- [Material for this exercise]:

►

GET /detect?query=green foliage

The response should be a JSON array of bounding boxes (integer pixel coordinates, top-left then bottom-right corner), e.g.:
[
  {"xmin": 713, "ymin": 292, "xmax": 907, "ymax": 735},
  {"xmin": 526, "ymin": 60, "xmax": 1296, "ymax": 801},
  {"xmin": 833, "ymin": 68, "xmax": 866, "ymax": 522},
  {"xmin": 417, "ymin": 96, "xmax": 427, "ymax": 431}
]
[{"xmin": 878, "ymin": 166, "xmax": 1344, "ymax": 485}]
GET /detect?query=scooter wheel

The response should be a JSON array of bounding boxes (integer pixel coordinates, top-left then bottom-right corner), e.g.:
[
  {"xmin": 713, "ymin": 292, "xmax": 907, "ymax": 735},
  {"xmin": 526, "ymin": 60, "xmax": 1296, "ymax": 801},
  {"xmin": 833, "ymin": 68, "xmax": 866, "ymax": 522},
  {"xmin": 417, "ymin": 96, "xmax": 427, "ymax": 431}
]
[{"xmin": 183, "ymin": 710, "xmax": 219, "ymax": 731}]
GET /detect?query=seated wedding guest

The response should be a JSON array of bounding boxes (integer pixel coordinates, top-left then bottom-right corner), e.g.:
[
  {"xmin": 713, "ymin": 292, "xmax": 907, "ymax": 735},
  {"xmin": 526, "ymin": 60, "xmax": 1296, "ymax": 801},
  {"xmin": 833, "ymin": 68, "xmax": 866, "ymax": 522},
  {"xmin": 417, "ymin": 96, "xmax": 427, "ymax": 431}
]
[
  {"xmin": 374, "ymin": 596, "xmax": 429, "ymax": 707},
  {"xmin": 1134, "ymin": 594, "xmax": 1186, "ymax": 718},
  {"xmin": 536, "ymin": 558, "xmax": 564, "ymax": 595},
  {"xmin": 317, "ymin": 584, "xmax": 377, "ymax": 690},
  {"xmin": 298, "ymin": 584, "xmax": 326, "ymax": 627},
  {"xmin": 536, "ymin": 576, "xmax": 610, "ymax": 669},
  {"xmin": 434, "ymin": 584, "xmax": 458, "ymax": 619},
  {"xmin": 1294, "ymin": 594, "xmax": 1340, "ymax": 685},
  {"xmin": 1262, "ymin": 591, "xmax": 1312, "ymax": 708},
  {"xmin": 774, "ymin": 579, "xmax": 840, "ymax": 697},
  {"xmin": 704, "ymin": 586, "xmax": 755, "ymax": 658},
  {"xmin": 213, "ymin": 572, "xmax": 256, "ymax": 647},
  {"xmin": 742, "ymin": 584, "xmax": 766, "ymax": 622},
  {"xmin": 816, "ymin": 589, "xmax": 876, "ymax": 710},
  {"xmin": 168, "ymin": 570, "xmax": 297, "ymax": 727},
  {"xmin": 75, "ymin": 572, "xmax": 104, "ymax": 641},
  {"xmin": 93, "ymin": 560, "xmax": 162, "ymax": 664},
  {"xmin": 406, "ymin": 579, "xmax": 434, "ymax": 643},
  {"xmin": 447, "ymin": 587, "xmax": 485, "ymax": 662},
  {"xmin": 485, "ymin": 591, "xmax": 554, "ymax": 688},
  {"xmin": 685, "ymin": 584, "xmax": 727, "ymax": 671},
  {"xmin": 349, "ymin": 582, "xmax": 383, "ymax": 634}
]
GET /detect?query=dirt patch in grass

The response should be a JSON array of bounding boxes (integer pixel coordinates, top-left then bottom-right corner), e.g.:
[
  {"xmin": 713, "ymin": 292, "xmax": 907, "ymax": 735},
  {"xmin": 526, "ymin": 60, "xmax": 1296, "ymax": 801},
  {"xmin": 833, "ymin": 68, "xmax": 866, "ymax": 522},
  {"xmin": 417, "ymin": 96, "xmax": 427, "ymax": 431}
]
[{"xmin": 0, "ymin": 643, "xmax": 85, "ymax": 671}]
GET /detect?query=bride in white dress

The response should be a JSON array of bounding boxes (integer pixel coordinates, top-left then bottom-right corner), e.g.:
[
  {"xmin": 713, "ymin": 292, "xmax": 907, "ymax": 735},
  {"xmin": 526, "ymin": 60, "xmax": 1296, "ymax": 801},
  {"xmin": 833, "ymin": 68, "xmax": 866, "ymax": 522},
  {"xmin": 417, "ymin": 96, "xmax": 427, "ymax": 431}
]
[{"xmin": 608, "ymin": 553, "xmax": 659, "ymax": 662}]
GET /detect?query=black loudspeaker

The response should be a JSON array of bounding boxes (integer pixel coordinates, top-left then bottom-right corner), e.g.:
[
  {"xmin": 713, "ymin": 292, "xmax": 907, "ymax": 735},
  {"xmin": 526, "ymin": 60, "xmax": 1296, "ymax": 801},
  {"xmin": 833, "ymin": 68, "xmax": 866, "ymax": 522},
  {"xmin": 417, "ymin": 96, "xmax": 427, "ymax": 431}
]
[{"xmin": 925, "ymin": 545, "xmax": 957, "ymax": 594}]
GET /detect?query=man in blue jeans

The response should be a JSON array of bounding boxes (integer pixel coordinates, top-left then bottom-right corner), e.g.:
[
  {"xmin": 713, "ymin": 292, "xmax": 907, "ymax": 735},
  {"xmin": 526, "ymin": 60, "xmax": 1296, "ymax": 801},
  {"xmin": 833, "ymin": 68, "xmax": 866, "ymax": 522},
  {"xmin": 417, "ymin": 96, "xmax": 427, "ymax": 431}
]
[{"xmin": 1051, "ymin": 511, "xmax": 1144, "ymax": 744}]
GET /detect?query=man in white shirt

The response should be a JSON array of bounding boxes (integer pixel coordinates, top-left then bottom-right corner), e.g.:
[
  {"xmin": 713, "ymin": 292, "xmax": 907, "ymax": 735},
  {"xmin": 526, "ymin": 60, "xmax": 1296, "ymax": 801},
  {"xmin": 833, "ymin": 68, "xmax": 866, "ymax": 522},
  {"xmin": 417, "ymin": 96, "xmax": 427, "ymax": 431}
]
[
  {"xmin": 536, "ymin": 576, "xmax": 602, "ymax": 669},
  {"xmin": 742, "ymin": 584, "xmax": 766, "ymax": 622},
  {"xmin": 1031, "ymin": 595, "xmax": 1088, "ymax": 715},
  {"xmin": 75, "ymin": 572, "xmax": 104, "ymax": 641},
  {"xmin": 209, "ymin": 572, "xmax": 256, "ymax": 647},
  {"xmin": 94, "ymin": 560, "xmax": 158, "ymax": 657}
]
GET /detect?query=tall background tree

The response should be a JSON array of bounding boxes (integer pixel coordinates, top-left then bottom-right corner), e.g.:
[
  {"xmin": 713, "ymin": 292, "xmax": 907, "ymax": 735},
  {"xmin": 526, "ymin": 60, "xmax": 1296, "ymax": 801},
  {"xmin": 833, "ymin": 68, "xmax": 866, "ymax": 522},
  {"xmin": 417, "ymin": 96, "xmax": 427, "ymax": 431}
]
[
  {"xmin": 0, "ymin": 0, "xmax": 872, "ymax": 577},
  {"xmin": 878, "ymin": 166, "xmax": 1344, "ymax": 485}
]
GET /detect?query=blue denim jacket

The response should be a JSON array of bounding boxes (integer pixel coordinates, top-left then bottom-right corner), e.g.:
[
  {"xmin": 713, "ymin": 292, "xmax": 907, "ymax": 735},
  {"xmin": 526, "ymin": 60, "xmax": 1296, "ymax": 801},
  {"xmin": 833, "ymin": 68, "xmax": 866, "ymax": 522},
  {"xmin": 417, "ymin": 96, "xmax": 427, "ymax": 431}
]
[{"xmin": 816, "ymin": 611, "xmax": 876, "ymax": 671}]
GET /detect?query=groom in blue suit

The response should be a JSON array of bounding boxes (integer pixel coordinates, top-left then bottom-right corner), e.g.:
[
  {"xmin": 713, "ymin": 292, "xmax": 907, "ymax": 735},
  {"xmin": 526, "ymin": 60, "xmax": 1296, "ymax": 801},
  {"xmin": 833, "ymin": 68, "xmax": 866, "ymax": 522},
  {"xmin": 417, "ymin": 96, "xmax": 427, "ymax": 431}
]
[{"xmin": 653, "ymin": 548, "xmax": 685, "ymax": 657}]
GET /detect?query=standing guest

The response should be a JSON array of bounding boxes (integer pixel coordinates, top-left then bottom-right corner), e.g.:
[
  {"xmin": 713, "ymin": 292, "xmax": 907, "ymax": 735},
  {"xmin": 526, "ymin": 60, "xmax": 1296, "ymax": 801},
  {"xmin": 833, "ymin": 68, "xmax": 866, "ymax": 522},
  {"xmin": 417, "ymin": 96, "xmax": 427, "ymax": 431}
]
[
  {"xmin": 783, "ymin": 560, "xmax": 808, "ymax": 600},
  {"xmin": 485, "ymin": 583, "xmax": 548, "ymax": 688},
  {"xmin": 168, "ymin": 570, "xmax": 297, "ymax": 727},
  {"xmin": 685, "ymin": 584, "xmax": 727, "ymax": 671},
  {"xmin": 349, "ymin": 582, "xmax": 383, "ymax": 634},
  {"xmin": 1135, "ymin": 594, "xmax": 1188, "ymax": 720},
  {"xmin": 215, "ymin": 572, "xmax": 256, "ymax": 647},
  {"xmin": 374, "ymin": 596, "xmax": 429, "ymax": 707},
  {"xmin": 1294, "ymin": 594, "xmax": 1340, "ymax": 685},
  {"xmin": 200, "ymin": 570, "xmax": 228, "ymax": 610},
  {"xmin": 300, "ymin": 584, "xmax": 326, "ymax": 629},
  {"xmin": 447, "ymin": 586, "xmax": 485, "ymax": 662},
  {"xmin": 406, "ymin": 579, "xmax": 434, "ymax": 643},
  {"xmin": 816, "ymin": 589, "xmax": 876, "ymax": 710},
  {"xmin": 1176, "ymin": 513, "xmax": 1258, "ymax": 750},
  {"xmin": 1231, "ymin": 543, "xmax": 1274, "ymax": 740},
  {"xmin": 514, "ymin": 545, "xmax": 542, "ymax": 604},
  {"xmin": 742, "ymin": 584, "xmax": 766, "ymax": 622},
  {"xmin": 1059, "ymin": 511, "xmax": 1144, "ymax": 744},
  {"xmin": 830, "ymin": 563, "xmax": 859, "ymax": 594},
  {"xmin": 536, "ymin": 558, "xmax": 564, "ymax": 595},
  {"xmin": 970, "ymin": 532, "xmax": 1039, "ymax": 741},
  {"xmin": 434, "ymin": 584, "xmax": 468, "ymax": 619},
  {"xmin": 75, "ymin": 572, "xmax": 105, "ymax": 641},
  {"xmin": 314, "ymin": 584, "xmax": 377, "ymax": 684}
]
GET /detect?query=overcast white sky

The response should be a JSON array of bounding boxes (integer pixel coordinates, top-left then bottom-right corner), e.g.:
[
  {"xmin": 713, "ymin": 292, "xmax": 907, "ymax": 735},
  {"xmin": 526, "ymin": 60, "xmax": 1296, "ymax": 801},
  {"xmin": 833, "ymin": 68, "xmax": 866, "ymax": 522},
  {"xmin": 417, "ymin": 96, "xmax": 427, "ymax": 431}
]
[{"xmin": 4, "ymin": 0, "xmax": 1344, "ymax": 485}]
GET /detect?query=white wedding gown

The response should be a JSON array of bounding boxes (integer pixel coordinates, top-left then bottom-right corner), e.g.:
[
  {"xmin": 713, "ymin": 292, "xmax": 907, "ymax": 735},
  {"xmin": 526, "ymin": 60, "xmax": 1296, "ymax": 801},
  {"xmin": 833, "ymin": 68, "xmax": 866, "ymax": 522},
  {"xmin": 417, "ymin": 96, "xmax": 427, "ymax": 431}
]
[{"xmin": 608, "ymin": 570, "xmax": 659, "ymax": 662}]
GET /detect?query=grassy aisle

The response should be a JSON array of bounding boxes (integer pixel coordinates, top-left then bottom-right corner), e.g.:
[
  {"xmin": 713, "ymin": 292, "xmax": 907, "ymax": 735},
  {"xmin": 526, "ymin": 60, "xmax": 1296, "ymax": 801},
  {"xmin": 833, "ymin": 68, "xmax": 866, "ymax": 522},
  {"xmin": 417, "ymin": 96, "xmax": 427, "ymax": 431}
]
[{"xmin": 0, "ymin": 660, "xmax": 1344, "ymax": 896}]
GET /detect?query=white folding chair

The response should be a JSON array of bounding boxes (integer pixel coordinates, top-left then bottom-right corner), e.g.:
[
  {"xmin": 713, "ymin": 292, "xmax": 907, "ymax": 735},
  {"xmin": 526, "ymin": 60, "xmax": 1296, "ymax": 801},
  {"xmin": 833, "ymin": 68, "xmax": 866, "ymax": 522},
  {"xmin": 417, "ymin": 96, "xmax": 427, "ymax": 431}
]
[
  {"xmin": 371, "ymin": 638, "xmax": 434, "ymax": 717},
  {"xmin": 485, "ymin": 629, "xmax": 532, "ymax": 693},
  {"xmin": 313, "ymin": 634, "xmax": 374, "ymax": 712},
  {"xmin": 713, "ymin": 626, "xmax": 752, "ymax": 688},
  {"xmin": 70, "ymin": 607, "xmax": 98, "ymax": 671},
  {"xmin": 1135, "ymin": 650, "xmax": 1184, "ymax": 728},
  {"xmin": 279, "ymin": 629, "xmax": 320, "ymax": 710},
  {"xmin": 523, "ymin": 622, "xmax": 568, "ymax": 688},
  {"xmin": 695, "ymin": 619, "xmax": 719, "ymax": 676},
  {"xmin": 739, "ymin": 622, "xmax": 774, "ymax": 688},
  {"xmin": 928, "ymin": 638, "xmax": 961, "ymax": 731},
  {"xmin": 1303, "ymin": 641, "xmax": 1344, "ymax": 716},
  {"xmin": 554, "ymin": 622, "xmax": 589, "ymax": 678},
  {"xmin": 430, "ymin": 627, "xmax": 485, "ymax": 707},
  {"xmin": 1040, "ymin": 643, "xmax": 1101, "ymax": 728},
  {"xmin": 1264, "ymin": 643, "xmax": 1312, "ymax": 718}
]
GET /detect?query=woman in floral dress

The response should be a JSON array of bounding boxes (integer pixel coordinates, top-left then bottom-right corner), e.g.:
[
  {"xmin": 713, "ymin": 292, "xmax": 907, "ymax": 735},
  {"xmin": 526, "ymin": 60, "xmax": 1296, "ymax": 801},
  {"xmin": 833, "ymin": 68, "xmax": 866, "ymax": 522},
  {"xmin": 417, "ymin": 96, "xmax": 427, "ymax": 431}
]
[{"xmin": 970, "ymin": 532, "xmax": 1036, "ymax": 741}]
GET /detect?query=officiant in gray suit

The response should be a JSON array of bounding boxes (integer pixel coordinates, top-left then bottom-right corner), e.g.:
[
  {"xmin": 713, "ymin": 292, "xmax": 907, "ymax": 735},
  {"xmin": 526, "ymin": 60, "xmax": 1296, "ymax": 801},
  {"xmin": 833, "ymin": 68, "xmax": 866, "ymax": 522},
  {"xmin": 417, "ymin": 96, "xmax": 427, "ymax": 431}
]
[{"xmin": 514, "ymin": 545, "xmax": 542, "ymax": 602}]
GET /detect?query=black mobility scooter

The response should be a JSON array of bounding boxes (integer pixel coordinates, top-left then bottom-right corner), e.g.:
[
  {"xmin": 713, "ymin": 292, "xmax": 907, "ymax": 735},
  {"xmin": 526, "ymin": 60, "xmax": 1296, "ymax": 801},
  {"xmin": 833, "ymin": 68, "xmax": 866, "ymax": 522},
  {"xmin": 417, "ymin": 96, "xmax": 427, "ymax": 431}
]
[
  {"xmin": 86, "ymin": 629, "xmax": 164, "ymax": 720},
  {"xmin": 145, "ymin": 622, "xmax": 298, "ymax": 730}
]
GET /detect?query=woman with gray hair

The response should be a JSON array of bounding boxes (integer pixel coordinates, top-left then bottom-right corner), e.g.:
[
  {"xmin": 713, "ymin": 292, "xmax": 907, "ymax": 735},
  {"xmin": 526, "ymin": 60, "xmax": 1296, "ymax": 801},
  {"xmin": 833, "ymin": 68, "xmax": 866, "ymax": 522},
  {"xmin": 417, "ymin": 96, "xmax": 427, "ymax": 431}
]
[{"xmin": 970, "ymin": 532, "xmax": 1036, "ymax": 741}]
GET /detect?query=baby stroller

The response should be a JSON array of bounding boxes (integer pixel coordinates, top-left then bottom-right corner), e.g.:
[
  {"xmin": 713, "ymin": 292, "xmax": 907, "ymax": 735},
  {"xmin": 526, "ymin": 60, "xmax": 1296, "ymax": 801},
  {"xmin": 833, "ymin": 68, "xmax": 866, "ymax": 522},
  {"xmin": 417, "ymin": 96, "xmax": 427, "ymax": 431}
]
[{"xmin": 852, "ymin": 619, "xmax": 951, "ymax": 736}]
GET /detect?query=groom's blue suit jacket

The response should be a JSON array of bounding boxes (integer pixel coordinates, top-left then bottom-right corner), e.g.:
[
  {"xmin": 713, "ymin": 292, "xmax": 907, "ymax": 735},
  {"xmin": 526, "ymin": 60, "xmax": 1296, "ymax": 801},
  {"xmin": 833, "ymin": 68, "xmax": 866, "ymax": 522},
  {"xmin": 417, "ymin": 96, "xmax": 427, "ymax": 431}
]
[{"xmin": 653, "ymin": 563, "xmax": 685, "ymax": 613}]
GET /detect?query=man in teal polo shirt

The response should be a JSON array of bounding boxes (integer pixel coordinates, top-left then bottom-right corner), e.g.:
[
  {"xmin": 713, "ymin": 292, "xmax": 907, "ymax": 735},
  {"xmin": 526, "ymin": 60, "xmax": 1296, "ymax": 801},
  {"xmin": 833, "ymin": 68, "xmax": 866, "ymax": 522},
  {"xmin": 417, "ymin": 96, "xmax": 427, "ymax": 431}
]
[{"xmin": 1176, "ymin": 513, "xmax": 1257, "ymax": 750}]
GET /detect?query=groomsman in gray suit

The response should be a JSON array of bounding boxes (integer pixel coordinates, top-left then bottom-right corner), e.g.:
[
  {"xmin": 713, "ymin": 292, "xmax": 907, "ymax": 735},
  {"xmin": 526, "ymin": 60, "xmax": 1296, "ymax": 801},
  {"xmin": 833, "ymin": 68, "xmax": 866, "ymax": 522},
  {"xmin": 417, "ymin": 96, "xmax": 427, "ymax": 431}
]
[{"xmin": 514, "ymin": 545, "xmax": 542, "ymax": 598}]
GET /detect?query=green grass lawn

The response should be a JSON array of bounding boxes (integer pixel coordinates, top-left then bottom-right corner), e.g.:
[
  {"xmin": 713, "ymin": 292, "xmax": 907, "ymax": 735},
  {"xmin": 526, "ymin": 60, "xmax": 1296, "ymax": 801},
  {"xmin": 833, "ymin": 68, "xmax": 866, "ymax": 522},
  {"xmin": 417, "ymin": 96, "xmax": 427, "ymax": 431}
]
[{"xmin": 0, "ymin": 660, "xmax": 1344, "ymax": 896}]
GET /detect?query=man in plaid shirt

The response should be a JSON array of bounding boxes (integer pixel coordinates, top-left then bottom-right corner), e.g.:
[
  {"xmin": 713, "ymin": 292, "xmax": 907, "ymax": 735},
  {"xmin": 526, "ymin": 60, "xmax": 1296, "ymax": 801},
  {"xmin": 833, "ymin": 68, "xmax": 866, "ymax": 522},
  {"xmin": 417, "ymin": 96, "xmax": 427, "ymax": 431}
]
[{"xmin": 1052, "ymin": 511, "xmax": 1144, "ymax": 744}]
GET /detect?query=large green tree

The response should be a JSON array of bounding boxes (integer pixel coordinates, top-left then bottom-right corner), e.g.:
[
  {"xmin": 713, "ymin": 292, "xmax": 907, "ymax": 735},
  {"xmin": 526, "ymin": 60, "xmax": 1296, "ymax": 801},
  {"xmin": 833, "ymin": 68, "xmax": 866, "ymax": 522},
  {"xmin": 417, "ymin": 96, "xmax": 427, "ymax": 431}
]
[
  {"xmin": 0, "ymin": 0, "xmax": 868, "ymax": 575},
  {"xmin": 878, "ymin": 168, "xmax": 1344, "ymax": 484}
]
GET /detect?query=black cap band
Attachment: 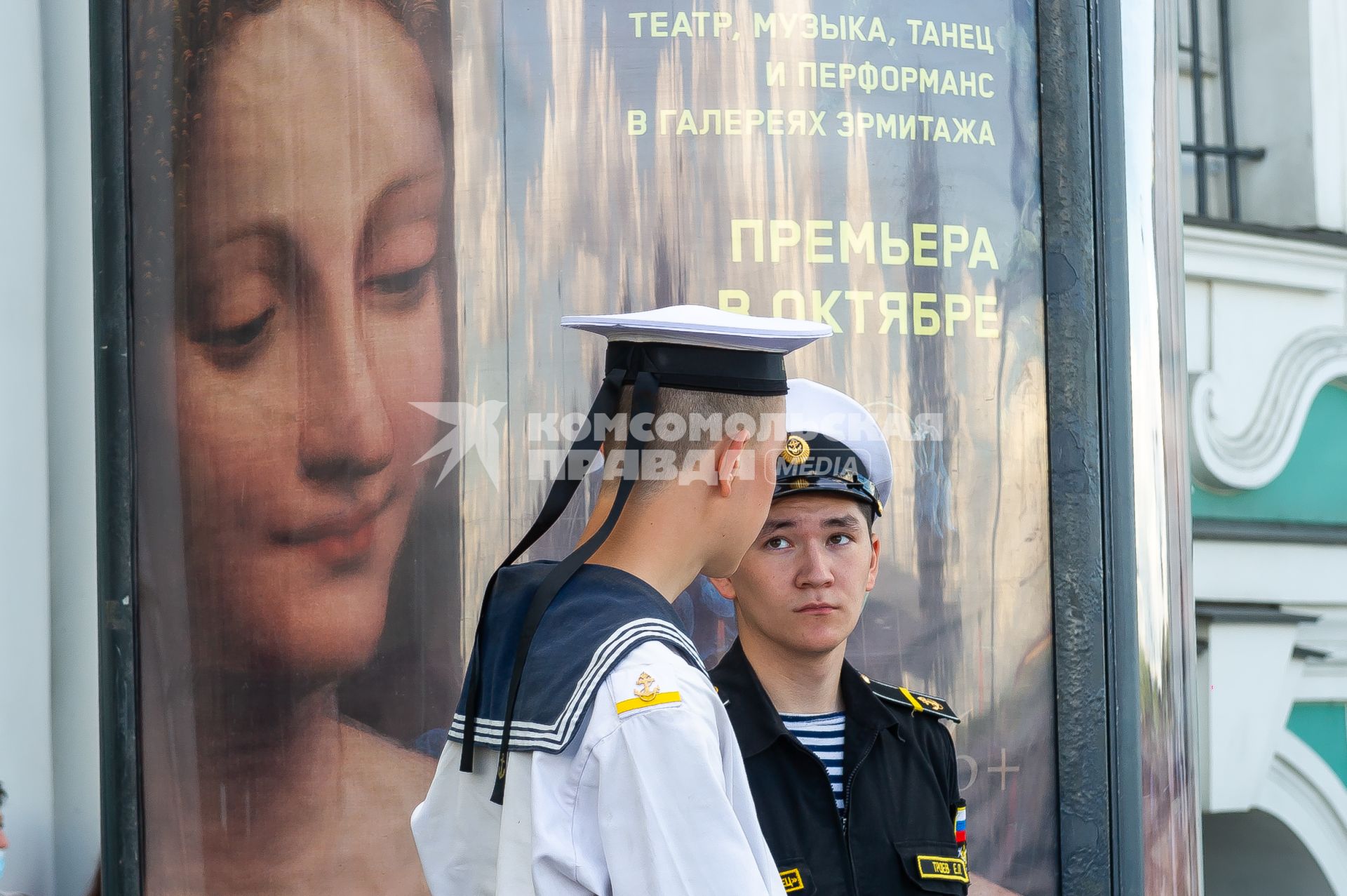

◄

- [Job]: Count the lines in the rows above that contain the string "black", treating uppercase and lowercase letters as different, and give only the number.

- [Answer to this exercise]: 3